*Problem to work on*. Print the whole listing exactly.

[START OF Dataset records]

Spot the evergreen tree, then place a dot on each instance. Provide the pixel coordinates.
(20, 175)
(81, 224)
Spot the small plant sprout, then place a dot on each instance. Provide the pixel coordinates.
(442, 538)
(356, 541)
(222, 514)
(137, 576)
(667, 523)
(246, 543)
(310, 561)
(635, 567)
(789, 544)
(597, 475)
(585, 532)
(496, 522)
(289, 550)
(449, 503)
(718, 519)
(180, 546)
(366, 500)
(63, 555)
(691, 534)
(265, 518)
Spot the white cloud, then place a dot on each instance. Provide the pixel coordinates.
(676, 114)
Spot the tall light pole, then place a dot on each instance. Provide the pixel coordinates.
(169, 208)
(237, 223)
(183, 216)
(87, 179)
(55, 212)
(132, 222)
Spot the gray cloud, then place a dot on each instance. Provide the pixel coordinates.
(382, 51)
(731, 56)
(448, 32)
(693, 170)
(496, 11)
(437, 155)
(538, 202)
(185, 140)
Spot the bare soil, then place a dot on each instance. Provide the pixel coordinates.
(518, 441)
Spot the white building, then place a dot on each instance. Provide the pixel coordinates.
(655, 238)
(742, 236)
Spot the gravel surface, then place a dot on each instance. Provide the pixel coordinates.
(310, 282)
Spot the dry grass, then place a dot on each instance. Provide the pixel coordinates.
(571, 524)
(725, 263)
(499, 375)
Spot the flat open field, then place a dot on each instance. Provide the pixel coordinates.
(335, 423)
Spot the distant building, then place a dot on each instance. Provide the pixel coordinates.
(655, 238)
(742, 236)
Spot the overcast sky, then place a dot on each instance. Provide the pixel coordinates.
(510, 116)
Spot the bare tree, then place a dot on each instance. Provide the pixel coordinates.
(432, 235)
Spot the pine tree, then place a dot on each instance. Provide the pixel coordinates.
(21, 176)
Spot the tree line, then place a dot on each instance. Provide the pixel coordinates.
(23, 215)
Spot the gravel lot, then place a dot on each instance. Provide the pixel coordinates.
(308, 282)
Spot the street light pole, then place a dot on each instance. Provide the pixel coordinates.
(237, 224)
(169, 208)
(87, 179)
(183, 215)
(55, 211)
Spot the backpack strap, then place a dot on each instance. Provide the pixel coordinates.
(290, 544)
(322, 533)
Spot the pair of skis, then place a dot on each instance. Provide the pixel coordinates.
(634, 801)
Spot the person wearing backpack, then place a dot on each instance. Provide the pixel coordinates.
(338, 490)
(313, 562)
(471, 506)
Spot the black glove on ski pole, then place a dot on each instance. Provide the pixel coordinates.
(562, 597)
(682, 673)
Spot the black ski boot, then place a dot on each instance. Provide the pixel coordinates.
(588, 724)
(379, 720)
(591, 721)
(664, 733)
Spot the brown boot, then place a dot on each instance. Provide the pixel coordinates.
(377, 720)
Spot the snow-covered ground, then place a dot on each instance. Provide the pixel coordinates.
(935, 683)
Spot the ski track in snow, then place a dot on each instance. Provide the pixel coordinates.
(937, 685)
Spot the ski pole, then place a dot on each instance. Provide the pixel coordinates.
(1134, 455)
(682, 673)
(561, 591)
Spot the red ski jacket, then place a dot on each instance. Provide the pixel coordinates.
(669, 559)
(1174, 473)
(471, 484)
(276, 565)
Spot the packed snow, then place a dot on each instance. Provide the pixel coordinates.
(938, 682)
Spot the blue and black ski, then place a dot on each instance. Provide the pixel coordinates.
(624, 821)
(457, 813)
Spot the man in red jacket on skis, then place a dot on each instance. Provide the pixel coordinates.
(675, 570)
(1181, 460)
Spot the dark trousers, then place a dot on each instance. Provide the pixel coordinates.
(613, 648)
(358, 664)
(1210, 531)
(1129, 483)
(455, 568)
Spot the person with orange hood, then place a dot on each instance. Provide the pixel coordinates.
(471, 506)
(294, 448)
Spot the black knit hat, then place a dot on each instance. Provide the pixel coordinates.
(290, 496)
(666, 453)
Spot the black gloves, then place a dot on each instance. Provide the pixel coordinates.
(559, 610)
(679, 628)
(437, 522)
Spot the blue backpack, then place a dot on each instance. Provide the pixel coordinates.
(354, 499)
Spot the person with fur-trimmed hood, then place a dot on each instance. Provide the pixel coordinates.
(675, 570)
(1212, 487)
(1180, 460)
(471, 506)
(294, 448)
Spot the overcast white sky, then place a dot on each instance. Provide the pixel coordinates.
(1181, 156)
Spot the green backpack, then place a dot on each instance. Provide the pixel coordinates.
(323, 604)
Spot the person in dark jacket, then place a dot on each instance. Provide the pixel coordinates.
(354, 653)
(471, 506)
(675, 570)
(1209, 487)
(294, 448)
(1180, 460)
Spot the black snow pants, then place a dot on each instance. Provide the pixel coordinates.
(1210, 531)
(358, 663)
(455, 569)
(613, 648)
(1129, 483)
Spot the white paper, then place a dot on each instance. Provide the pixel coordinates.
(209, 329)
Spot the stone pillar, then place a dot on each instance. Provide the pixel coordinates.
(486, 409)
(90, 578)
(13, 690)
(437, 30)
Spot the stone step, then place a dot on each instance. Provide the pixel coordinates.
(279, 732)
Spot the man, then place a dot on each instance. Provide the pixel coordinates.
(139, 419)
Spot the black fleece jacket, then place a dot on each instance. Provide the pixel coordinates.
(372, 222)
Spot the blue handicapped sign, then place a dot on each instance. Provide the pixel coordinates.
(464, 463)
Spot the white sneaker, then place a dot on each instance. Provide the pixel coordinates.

[END OF Dataset records]

*Result*.
Spot the evergreen tree, then place a dot on each instance. Provide the pixel coordinates.
(20, 175)
(81, 224)
Spot the small plant sprout, then place a dot on each instance. Provide the pixel coordinates.
(442, 538)
(356, 541)
(222, 514)
(137, 576)
(667, 523)
(246, 543)
(310, 561)
(635, 567)
(789, 544)
(597, 475)
(585, 532)
(496, 522)
(289, 550)
(449, 503)
(718, 519)
(180, 546)
(366, 500)
(63, 555)
(691, 534)
(265, 518)
Spot the white cloud, then place a dot on each instance. Provide the pixel coordinates.
(676, 114)
Spot the tall light pole, then place a dot on each instance. Provide the pixel coordinates.
(169, 208)
(237, 223)
(183, 216)
(87, 179)
(55, 212)
(132, 222)
Spot the gray cloud, then place a dot on each instance. Provide the pixel coordinates.
(382, 51)
(731, 56)
(448, 32)
(693, 170)
(496, 11)
(437, 155)
(538, 202)
(185, 140)
Spot the bare soil, then place a dot on each instance. Provide the pixel coordinates.
(518, 441)
Spot the white building, then place a dot on each instance. Provide the pixel coordinates.
(655, 238)
(742, 236)
Spot the gravel surface, then place a dot on each instance. Provide the pixel coordinates.
(310, 282)
Spot the dry grass, then place a dot on each instance. Provide the pixel coordinates.
(571, 524)
(725, 263)
(499, 375)
Spot the flat open field, then place a dot on each instance. Provide the pixel coordinates.
(335, 423)
Spot the distant building, then place a dot on each instance. Provide the pixel coordinates.
(655, 238)
(742, 236)
Spot the overcast sky, then place a dot on each instance. Provide the pixel coordinates.
(510, 116)
Spot the bare tree, then place a dot on each instance. Provide the pixel coordinates.
(432, 235)
Spot the pine tree, then place a dot on each instance. Provide the pixel coordinates.
(21, 176)
Spot the tree line, then place a dot on each instance. Provide the pixel coordinates.
(23, 215)
Spot the gravel lot, then place a dot on each instance. Provide the pixel coordinates.
(308, 282)
Spot the street light pole, then place a dot on each instance. Provide the pixel coordinates.
(237, 224)
(169, 208)
(87, 179)
(183, 215)
(55, 211)
Spot the backpack strap, then place a dot on each instance. Provide the pixel coordinates.
(290, 544)
(322, 533)
Spot the pair of skis, then place a dot on each instance. Provide the pixel coordinates.
(634, 801)
Spot the person wearing backpack, then place a dot on each instance. Provide the pixel coordinates.
(338, 490)
(313, 562)
(471, 506)
Spot the black glove on ski pole, then place a dot on each instance. Provide the pixel coordinates.
(562, 597)
(682, 673)
Spot the black ski boot, then place a dot on each instance. Provide the pixel coordinates.
(588, 724)
(379, 720)
(591, 721)
(664, 733)
Spot the brown boot, then place a dot on each instance. Provide the pixel coordinates.
(377, 720)
Spot the snow-covered ground, then place a dot on each instance. Provide the pixel coordinates.
(935, 683)
Spot the ski track in snow, then place a dot on each instance. Provide the pixel coordinates.
(937, 685)
Spot the ski pole, then place a dot on each instance. Provide the pixel coordinates.
(1134, 455)
(682, 673)
(561, 591)
Spot the red ski jacket, then place a dot on each instance. Provide the pixel coordinates.
(669, 559)
(1174, 473)
(471, 484)
(276, 565)
Spot the packed snow, then place a dot on each instance. Provide the pixel coordinates.
(938, 682)
Spot the blue and black ski, then place a dot on each instance. Provide the pixel coordinates.
(624, 821)
(457, 813)
Spot the man in red jacket on skis, then place a dot on each instance. Provide the pixel coordinates.
(675, 570)
(1181, 460)
Spot the dark trousers, then place a dot on each instance. Provide the pixel coordinates.
(613, 648)
(358, 664)
(1210, 531)
(1129, 483)
(455, 568)
Spot the person with orange hood, then place a dot on each instance. Provide the pixel coordinates.
(471, 506)
(294, 448)
Spot the black knit hat, then place a dot on each instance. Provide the pixel coordinates.
(290, 496)
(666, 453)
Spot the black gloves, then place a dot on each instance. Provide the pixel coordinates.
(559, 610)
(679, 628)
(437, 522)
Spot the blue backpack, then place a dot on each instance. Provide the pixel coordinates.
(354, 499)
Spot the person with fur-trimmed hood, then place a dot on each instance. Provide the pixel coordinates.
(675, 570)
(1212, 487)
(1180, 460)
(471, 506)
(294, 448)
Spot the overcast white sky, then place a dot on each instance. Provide the pixel coordinates.
(1181, 156)
Spot the green backpack, then place a dot on each instance. Provide the pixel coordinates.
(323, 604)
Spot the person in dark jacket, then place a dot on each instance. Provide the pixel coordinates.
(354, 653)
(471, 506)
(675, 570)
(1209, 487)
(294, 448)
(1180, 460)
Spot the black snow pants, then place a dot on each instance. Provide the pixel coordinates.
(1210, 531)
(358, 663)
(455, 569)
(613, 648)
(1129, 483)
Spot the white paper, then place a dot on each instance. Provide the pixel coordinates.
(209, 329)
Spot the stone pillar, then place a dot on each instance. Provide the pixel coordinates.
(486, 409)
(90, 578)
(13, 690)
(437, 30)
Spot the stone step, then place a dot on each instance. Provide the pixel coordinates.
(279, 732)
Spot the man, then place a dot on each instance. Provide the pixel coordinates.
(139, 419)
Spot the black fleece jacket, then place a dot on each instance. Provide the pixel coordinates.
(372, 222)
Spot the blue handicapped sign, then place a dot on each instance. Provide the pixel coordinates.
(464, 463)
Spot the white sneaker, then place a dot on each instance. Provide the pixel coordinates.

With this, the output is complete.